§ Task objective
Rewrite the lines below as a numbered list, omitting blank lines and leaving out the pictures.

§ Record list
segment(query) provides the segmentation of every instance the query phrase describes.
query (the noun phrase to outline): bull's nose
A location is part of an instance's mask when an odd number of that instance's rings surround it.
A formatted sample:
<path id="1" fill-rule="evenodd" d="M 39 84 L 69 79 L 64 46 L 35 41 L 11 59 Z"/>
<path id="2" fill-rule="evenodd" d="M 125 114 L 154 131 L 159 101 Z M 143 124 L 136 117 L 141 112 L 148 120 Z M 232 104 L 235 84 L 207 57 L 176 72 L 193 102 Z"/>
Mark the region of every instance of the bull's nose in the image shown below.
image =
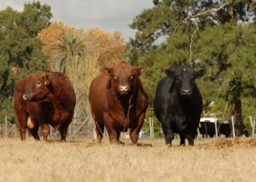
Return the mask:
<path id="1" fill-rule="evenodd" d="M 185 96 L 189 96 L 190 95 L 190 90 L 182 90 L 182 94 L 185 95 Z"/>
<path id="2" fill-rule="evenodd" d="M 127 92 L 128 91 L 128 86 L 120 86 L 119 89 L 120 89 L 121 92 Z"/>
<path id="3" fill-rule="evenodd" d="M 27 100 L 27 95 L 23 95 L 22 97 L 24 100 Z"/>

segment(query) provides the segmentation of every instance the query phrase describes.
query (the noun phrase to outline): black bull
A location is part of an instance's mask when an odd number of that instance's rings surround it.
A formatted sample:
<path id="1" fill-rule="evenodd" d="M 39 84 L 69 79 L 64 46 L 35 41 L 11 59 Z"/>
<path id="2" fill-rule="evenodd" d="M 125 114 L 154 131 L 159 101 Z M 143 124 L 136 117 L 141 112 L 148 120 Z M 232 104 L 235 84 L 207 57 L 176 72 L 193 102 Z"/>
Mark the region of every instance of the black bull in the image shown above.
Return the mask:
<path id="1" fill-rule="evenodd" d="M 154 110 L 160 121 L 167 146 L 172 146 L 174 133 L 180 136 L 180 145 L 194 145 L 202 113 L 202 96 L 195 79 L 203 76 L 205 70 L 195 71 L 189 66 L 180 66 L 176 71 L 166 69 L 166 76 L 158 84 Z"/>

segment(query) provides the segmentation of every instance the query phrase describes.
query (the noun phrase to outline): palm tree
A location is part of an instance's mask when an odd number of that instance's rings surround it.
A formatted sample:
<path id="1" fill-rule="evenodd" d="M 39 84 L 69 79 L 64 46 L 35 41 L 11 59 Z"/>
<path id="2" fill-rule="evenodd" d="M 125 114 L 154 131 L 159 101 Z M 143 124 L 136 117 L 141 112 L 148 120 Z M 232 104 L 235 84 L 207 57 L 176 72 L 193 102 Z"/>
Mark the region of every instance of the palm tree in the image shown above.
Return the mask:
<path id="1" fill-rule="evenodd" d="M 78 59 L 82 57 L 86 47 L 83 40 L 79 40 L 76 35 L 71 35 L 59 41 L 60 43 L 56 47 L 57 54 L 59 54 L 59 57 L 56 63 L 57 71 L 69 75 L 69 70 L 74 66 L 73 71 L 76 72 Z M 76 74 L 74 73 L 74 75 Z"/>

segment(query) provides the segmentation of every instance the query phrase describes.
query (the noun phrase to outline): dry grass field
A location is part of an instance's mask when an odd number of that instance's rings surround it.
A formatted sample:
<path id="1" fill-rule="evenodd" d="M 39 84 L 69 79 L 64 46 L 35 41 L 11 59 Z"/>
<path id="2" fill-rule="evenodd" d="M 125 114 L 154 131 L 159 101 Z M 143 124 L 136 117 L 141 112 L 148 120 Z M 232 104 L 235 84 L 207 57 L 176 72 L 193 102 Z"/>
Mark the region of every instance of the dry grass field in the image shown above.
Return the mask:
<path id="1" fill-rule="evenodd" d="M 176 139 L 171 148 L 163 138 L 139 140 L 153 147 L 123 141 L 0 138 L 0 181 L 256 181 L 256 137 L 198 138 L 195 147 L 179 147 Z"/>

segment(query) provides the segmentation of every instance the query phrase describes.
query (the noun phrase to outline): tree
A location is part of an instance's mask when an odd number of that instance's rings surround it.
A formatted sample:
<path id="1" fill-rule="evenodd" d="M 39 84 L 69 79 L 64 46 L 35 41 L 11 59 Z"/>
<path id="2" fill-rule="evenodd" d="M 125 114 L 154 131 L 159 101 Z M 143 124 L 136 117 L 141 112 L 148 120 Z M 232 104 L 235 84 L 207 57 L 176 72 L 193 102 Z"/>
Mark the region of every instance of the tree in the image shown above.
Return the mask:
<path id="1" fill-rule="evenodd" d="M 48 5 L 39 2 L 24 5 L 23 12 L 11 7 L 0 11 L 0 118 L 7 115 L 15 122 L 15 83 L 28 73 L 47 69 L 47 56 L 41 51 L 37 32 L 48 25 Z"/>
<path id="2" fill-rule="evenodd" d="M 130 40 L 131 62 L 150 67 L 144 77 L 150 86 L 164 76 L 165 68 L 181 63 L 205 67 L 208 75 L 198 81 L 205 105 L 217 99 L 228 102 L 236 136 L 241 136 L 241 100 L 255 95 L 256 3 L 155 0 L 154 4 L 130 25 L 137 30 L 135 39 Z M 161 37 L 165 41 L 156 45 Z M 152 99 L 154 95 L 150 90 Z"/>
<path id="3" fill-rule="evenodd" d="M 76 29 L 63 23 L 53 22 L 42 30 L 37 38 L 49 56 L 51 70 L 65 72 L 76 92 L 76 116 L 90 114 L 88 101 L 91 80 L 104 66 L 123 60 L 126 44 L 119 31 L 112 35 L 99 28 Z"/>

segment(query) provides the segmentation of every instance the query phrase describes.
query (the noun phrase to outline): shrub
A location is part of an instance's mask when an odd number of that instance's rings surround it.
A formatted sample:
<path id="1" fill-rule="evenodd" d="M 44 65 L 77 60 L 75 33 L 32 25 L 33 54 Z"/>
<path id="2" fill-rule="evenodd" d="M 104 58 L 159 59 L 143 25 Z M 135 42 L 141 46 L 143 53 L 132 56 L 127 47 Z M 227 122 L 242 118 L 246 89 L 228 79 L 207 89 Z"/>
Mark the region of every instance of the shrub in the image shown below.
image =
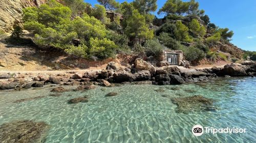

§ Problem solution
1. segment(query) provides the segmentation of every instance the query phrase describes.
2. query (the noun phrase to outline): bull's nose
3. A location is part of an instance's mask when an odd number of that instance's rings surround it.
4. A formatted sample:
5. <path id="1" fill-rule="evenodd" d="M 39 84 L 69 79 L 64 46 L 35 41 L 11 59 Z"/>
6. <path id="2" fill-rule="evenodd" d="M 125 114 L 154 131 L 159 101 Z M 143 124 L 136 117 L 141 112 L 148 120 Z M 232 104 L 235 84 L 207 57 L 176 72 L 193 102 Z"/>
7. Mark the region of every instance of the bull's nose in the image shown below.
8. image =
9. Return the mask:
10. <path id="1" fill-rule="evenodd" d="M 185 96 L 189 96 L 190 95 L 190 90 L 182 90 L 182 94 L 185 95 Z"/>
11. <path id="2" fill-rule="evenodd" d="M 127 92 L 128 91 L 128 86 L 120 86 L 119 89 L 120 89 L 121 92 Z"/>
12. <path id="3" fill-rule="evenodd" d="M 27 100 L 27 95 L 23 95 L 22 97 L 24 100 Z"/>
13. segment(query) provides the segmentation of every instance the query phrase describes.
14. query (the noun phrase to outline): black bull
15. A location is part of an instance's mask when an odd number of that instance's rings surround it.
16. A formatted sample:
17. <path id="1" fill-rule="evenodd" d="M 39 84 L 69 79 L 64 46 L 35 41 L 11 59 Z"/>
18. <path id="2" fill-rule="evenodd" d="M 125 114 L 154 131 L 159 101 Z M 143 124 L 136 117 L 141 112 L 148 120 Z M 232 104 L 235 84 L 207 57 L 176 72 L 193 102 Z"/>
19. Mark the region of every instance of the black bull in the image shown above.
20. Return the mask:
21. <path id="1" fill-rule="evenodd" d="M 154 110 L 160 121 L 167 146 L 172 146 L 174 133 L 180 136 L 180 145 L 194 145 L 202 113 L 202 96 L 195 79 L 203 76 L 205 70 L 195 71 L 189 66 L 180 66 L 176 71 L 166 69 L 166 76 L 158 84 Z"/>
22. segment(query) provides the segmentation of every instance the query phrase describes.
23. query (the noun phrase to outline): palm tree
24. A location is part of an instance's mask when an odd number of that instance's rings surround it.
25. A formatted sample:
26. <path id="1" fill-rule="evenodd" d="M 39 84 L 69 79 L 64 46 L 35 41 L 11 59 Z"/>
27. <path id="2" fill-rule="evenodd" d="M 125 114 L 154 131 L 159 101 Z M 143 124 L 136 117 L 141 112 L 148 120 Z M 232 104 L 235 84 L 207 57 L 176 72 L 193 102 Z"/>
28. Mark the region of every instance of the palm tree in the image shown above.
29. Return the mask:
30. <path id="1" fill-rule="evenodd" d="M 78 59 L 82 57 L 86 47 L 83 40 L 79 40 L 76 35 L 71 35 L 59 41 L 60 43 L 56 47 L 57 54 L 59 54 L 59 57 L 56 63 L 57 71 L 69 75 L 69 70 L 74 66 L 73 71 L 76 72 Z M 76 74 L 74 73 L 74 75 Z"/>
31. segment(query) provides the segmentation of every instance the query phrase describes.
32. query (the noun phrase to outline): dry grass field
33. A location is part of an instance's mask when an odd number of that instance's rings surround it.
34. A formatted sample:
35. <path id="1" fill-rule="evenodd" d="M 39 84 L 69 79 L 64 46 L 35 41 L 11 59 Z"/>
36. <path id="2" fill-rule="evenodd" d="M 125 114 L 154 131 L 159 101 Z M 143 124 L 136 117 L 141 112 L 148 120 Z M 232 104 L 235 84 L 207 57 L 176 72 L 193 102 Z"/>
37. Mark the region of every instance of the dry grass field in the image shown above.
38. Return the mask:
39. <path id="1" fill-rule="evenodd" d="M 176 139 L 171 148 L 163 138 L 139 140 L 153 147 L 123 141 L 0 138 L 0 181 L 256 181 L 256 137 L 198 138 L 195 147 L 179 147 Z"/>
40. segment(query) provides the segmentation of every instance the query phrase describes.
41. query (the noun phrase to outline): tree
42. A location is part of an instance's mask when an odd number of that instance's rings surround it.
43. A formatted sample:
44. <path id="1" fill-rule="evenodd" d="M 39 84 L 69 79 L 64 46 L 35 41 L 11 59 Z"/>
45. <path id="2" fill-rule="evenodd" d="M 125 114 L 154 131 L 159 101 Z M 143 124 L 136 117 L 141 112 L 148 120 Z M 232 104 L 235 84 L 207 57 L 176 72 L 193 102 Z"/>
46. Mark the region of every instance of the tree in the image shown above.
47. Return the mask:
48. <path id="1" fill-rule="evenodd" d="M 48 5 L 39 2 L 24 5 L 23 12 L 11 7 L 0 11 L 0 118 L 7 115 L 15 122 L 15 83 L 28 73 L 47 69 L 47 56 L 41 51 L 37 32 L 48 25 Z"/>
49. <path id="2" fill-rule="evenodd" d="M 130 40 L 131 62 L 150 67 L 144 77 L 150 86 L 164 76 L 165 68 L 181 63 L 205 67 L 208 75 L 198 81 L 205 105 L 217 99 L 228 102 L 236 136 L 241 136 L 241 100 L 255 95 L 256 3 L 155 0 L 154 4 L 130 25 L 137 30 L 135 39 Z M 161 37 L 165 41 L 156 45 Z M 152 99 L 154 95 L 150 90 Z"/>
50. <path id="3" fill-rule="evenodd" d="M 76 29 L 63 23 L 53 22 L 42 30 L 37 38 L 49 56 L 51 70 L 65 72 L 76 92 L 76 116 L 90 114 L 88 101 L 91 80 L 104 66 L 123 60 L 126 44 L 119 31 L 112 35 L 99 28 Z"/>
51. segment(query) provides the segmentation of every instance the query phrase describes.
52. query (the noun phrase to outline): shrub
53. A location is part of an instance's mask when an odd number of that instance's rings surround it.
54. A formatted sample:
55. <path id="1" fill-rule="evenodd" d="M 44 65 L 77 60 L 75 33 L 32 25 L 33 54 Z"/>
56. <path id="2" fill-rule="evenodd" d="M 104 58 L 159 59 L 143 25 Z M 135 42 L 141 46 L 143 53 L 132 56 L 127 47 Z M 227 122 L 242 118 L 246 89 L 228 79 L 207 89 Z"/>
57. Mark the region of every instance of the shrub in the image shown below.
58. image =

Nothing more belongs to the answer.